WHAT YOU HAVE TO DO -
Please list every official post Liliane Massala has held, as given in the biography below, with the years for each.

EXERCISE PASSAGE -
┌────────

High Representative of Gabon to France and Andorra and delegate to the Organisation internationale de la Francophonie (OIF)
- In office 20 October 2020 – 16 April 2024
- Prime Minister: Rose Christiane Ossouka Raponda Alain Claude Bilie By Nze Raymond Ndong Sima
- Preceded by: Flavien Enongoue
- Succeeded by: Marie-Édith Tassyla-Ye-Doumbeneny

Personal details
- Born: 12 December 1964 (age 61)
- Alma mater: Université du Québec à Montréal (MBA)

= Liliane Massala =

Gabonese diplomat (born 1964)

Liliane Massala (born 12 December 1964) is a Gabonese civil servant and diplomat. She was the High Representative of Gabon to France and Andorra and delegate the Organisation internationale de la Francophonie (OIF) from October 2020 to April 2024. Massala has also previously served as Deputy Chief of Staff to the President of the Republic, Secretary General at the Ministry of Family and Social Affairs and Secretary General at the Ministry of Communication and the Digital Economy. She is the founder of Gabon's Digital and Gender Forum (FNG) and International Institute for Advanced Education and Training (IIEFA), which specialises in digital professions.

== Biography ==
Massala is the daughter of politician and diplomat Édouard Bulabul and his wife Christine Bahati. She studied a Master's in Business Administration (MBA) at the Université du Québec à Montréal in Canada.

From 2007 to 2009, Massala was Deputy Chief of Staff to the President of the Republic. In 2010, she led an economic mission from Gabon to Serbia and the Republic of San Marino.

From 2012 to 2014, Massala was Secretary General at the Ministry of Family and Social Affairs.

From 2014 until 2020, Massala was Secretary General at the Ministry of Communication and the Digital Economy. In the role, she founded the Digital and Gender Forum (FNG) in Libreville as well as the International Institute for Advanced Education and Training (IIEFA) in Gabon, which specialises in digital professions. She also sponsored the Digie Women School's virtual open days in August 2020.

Massala was appointed as Gabon's High Representative to France and Andorra and as delegate to the Organisation internationale de la Francophonie (OIF) from 20 October 2020. She was the third woman appointed to this post, following Honorine Dossou Naki and Félicité Ongouori Ngoubili. Massala presented her credentials to Pierre-Christian Soccoja, the Deputy Director of State Protocol and Diplomatic Events at the French Ministry for Europe and Foreign Affairs. She served as High Representative until 16 April 2024 and was succeeded by Marie-Édith Tassyla-Ye-Doumbeneny in June 2024.

└────────

Stored data entries
┌────────

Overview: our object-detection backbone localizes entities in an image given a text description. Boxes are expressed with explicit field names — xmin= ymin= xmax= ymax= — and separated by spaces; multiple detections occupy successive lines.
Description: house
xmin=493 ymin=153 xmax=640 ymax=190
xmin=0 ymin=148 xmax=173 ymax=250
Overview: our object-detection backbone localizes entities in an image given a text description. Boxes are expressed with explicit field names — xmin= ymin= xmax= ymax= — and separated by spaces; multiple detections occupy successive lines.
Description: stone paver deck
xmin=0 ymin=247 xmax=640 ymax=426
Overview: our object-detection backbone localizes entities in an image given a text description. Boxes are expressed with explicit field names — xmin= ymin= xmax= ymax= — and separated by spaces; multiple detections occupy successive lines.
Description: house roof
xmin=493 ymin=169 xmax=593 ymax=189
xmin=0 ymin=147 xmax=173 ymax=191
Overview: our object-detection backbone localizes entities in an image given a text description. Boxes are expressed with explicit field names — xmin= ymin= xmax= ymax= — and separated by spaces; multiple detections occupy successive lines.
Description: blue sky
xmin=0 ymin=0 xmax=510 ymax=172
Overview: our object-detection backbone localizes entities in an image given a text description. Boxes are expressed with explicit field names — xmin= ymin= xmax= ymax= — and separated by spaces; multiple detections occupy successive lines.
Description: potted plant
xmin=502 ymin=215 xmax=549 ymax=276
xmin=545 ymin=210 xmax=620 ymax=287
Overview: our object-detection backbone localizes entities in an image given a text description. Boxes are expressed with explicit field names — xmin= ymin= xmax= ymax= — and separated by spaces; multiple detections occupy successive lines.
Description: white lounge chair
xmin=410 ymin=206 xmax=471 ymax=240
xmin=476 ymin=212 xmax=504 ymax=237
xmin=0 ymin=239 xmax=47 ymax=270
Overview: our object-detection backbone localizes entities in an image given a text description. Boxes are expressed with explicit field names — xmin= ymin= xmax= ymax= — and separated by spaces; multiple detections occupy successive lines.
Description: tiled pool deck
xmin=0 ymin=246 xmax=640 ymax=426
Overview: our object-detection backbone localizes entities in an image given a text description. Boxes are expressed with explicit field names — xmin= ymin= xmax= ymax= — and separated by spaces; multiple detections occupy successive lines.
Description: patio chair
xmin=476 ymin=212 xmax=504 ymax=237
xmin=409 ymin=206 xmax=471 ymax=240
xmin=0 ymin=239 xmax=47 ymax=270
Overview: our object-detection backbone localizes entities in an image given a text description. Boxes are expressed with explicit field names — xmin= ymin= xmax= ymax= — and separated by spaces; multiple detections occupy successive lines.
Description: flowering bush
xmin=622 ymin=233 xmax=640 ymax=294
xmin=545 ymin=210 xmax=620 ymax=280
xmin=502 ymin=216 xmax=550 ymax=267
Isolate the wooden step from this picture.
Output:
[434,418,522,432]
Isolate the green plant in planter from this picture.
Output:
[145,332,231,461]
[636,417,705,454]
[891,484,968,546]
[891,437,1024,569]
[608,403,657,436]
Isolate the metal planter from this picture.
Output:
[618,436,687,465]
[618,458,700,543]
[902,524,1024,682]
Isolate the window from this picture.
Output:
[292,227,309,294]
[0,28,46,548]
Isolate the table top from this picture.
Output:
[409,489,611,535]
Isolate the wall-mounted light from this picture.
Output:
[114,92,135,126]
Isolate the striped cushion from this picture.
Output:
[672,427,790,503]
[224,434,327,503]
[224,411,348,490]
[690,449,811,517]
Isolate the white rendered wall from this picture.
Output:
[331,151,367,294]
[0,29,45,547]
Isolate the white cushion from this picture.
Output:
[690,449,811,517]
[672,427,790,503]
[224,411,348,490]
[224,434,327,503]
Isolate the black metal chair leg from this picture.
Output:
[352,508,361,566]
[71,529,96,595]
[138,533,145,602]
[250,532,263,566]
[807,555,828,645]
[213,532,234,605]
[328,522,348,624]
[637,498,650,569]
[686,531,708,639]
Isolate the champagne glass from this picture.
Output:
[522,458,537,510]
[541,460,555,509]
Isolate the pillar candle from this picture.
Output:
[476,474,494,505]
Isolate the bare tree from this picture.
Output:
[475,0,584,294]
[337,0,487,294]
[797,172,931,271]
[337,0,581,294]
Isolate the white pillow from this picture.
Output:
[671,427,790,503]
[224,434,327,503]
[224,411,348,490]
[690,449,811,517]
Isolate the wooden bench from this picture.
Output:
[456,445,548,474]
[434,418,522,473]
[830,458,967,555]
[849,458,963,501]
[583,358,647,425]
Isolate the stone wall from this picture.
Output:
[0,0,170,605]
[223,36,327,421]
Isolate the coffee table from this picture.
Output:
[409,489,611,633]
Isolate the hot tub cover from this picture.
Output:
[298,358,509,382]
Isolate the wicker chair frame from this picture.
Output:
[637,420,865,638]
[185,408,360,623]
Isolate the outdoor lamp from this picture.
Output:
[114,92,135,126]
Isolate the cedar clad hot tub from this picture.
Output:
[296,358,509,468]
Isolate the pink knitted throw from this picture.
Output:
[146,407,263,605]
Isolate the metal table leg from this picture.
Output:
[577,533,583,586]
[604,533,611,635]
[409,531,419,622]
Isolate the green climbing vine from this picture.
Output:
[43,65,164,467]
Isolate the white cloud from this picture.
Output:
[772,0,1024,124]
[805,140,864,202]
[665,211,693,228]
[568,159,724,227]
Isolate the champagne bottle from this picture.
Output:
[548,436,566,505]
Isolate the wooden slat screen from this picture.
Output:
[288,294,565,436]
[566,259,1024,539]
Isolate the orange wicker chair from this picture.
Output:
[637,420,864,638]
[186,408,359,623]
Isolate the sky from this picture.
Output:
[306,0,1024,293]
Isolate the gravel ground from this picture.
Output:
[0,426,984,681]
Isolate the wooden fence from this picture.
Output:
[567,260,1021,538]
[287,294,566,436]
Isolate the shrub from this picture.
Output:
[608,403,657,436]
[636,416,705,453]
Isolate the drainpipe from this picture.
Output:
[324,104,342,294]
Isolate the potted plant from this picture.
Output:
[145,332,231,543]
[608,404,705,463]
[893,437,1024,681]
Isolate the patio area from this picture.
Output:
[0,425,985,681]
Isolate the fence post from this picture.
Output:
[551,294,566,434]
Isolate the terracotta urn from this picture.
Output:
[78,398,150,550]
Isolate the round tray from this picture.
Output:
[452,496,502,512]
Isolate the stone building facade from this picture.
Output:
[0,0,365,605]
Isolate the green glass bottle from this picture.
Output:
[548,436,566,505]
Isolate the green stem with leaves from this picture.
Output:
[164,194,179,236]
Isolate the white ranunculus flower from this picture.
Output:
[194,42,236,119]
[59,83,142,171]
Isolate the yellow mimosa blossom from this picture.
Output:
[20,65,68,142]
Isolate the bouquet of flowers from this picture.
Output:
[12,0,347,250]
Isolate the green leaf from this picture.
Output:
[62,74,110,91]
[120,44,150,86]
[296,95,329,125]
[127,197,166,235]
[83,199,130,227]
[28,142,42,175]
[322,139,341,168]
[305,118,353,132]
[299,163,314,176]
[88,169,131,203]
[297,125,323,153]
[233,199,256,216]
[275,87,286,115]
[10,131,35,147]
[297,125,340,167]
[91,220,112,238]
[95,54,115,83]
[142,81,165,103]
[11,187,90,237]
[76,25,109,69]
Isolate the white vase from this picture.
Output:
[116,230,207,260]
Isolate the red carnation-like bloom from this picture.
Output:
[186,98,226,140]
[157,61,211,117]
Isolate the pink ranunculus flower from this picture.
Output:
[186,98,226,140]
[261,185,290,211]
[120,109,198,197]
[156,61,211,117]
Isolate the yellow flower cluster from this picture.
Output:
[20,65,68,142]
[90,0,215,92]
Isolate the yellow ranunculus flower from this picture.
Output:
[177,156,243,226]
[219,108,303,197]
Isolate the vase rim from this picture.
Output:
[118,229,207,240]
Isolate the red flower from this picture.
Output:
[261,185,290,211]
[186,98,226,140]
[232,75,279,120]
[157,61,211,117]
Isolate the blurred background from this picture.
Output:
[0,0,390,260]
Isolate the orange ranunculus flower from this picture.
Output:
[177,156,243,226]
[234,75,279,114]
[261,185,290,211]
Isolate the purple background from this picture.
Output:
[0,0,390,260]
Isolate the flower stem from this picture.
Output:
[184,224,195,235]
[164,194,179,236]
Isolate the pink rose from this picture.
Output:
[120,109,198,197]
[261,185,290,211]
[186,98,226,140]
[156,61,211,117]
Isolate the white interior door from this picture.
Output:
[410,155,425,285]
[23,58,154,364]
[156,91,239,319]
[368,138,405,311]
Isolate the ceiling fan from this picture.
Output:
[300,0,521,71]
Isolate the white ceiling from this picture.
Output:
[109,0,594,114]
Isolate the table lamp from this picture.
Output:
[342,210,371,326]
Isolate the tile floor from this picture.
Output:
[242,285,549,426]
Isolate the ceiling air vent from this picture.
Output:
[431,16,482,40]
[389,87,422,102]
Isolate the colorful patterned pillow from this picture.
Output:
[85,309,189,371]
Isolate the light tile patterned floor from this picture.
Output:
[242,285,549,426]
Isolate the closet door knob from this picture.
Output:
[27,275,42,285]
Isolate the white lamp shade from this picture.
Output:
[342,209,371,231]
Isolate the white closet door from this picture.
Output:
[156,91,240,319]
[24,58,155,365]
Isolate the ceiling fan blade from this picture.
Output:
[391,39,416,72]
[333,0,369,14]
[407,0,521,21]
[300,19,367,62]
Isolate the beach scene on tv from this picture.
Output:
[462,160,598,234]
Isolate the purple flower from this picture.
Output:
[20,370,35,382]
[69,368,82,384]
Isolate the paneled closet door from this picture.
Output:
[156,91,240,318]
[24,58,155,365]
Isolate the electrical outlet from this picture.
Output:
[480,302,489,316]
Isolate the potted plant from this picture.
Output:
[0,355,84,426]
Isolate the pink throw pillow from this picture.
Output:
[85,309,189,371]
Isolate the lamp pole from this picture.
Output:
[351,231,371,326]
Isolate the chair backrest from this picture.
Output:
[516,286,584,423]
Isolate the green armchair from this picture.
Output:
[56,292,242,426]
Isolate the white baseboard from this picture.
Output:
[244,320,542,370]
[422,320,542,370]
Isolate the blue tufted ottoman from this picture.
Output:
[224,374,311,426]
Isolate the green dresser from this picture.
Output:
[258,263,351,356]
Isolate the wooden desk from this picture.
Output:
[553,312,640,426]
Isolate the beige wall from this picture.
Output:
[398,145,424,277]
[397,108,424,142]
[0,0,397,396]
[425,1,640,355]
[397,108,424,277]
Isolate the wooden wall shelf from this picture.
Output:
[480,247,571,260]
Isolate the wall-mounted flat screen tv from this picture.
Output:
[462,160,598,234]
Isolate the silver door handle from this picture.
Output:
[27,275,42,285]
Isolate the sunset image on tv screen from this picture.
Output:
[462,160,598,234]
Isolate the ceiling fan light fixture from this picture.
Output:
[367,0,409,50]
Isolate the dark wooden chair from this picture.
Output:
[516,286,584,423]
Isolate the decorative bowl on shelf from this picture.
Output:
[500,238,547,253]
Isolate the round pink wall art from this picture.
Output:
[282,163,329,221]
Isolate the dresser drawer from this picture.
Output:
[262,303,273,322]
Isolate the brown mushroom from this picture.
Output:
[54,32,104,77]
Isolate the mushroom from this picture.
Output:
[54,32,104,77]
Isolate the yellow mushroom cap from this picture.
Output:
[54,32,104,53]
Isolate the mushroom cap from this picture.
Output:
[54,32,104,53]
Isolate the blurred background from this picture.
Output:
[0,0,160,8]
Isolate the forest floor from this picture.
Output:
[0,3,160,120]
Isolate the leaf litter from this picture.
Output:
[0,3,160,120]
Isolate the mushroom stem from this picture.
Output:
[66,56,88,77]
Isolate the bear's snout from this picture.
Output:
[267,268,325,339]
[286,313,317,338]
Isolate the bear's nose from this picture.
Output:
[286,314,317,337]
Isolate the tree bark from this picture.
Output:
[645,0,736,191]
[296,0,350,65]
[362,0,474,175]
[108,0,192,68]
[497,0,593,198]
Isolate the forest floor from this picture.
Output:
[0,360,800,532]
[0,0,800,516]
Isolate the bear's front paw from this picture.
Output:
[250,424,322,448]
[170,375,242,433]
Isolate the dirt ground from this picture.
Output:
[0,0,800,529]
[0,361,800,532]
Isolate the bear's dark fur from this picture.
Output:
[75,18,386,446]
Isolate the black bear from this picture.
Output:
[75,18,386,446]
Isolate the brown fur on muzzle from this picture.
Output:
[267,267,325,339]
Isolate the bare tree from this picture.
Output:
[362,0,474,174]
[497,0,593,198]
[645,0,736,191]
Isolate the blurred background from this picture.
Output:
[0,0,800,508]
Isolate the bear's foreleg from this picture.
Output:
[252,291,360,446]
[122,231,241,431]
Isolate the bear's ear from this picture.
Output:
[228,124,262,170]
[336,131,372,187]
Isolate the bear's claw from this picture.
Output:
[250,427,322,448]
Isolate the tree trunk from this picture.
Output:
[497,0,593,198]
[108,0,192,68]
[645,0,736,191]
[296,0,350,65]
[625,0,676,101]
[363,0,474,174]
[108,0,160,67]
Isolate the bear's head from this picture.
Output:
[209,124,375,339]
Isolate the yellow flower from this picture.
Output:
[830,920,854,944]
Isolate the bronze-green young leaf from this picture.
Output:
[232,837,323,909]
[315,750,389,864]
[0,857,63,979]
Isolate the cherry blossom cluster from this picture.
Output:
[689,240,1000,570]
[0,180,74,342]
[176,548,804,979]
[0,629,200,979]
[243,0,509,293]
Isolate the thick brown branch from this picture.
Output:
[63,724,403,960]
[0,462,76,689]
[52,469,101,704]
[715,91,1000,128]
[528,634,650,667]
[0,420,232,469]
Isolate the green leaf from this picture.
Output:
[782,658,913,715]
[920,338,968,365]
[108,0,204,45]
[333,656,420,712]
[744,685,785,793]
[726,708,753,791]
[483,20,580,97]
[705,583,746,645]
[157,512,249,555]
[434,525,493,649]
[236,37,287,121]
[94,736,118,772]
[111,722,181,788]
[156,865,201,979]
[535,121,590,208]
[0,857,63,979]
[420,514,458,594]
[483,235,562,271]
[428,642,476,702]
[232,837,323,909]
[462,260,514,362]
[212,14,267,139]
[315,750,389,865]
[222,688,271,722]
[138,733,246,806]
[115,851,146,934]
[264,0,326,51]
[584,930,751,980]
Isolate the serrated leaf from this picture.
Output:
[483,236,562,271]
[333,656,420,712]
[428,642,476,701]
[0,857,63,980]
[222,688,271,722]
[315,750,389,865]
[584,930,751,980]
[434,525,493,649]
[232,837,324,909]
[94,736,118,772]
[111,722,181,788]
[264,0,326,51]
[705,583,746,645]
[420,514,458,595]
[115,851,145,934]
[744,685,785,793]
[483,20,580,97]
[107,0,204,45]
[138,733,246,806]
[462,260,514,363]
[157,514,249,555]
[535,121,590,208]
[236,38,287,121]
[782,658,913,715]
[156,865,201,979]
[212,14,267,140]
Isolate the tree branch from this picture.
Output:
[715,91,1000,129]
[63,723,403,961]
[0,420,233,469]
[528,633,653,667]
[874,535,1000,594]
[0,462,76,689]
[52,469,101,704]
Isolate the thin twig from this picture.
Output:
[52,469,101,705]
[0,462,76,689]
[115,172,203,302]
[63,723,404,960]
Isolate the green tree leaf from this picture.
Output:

└────────

OUTPUT FOR THIS EXERCISE -
- Deputy Chief of Staff to the President of the Republic (2007 to 2009)
- Secretary General at the Ministry of Family and Social Affairs (2012 to 2014)
- Secretary General at the Ministry of Communication and the Digital Economy (2014 to 2020)
- High Representative of Gabon to France and Andorra and delegate to the Organisation internationale de la Francophonie (OIF) (20 October 2020 to 16 April 2024)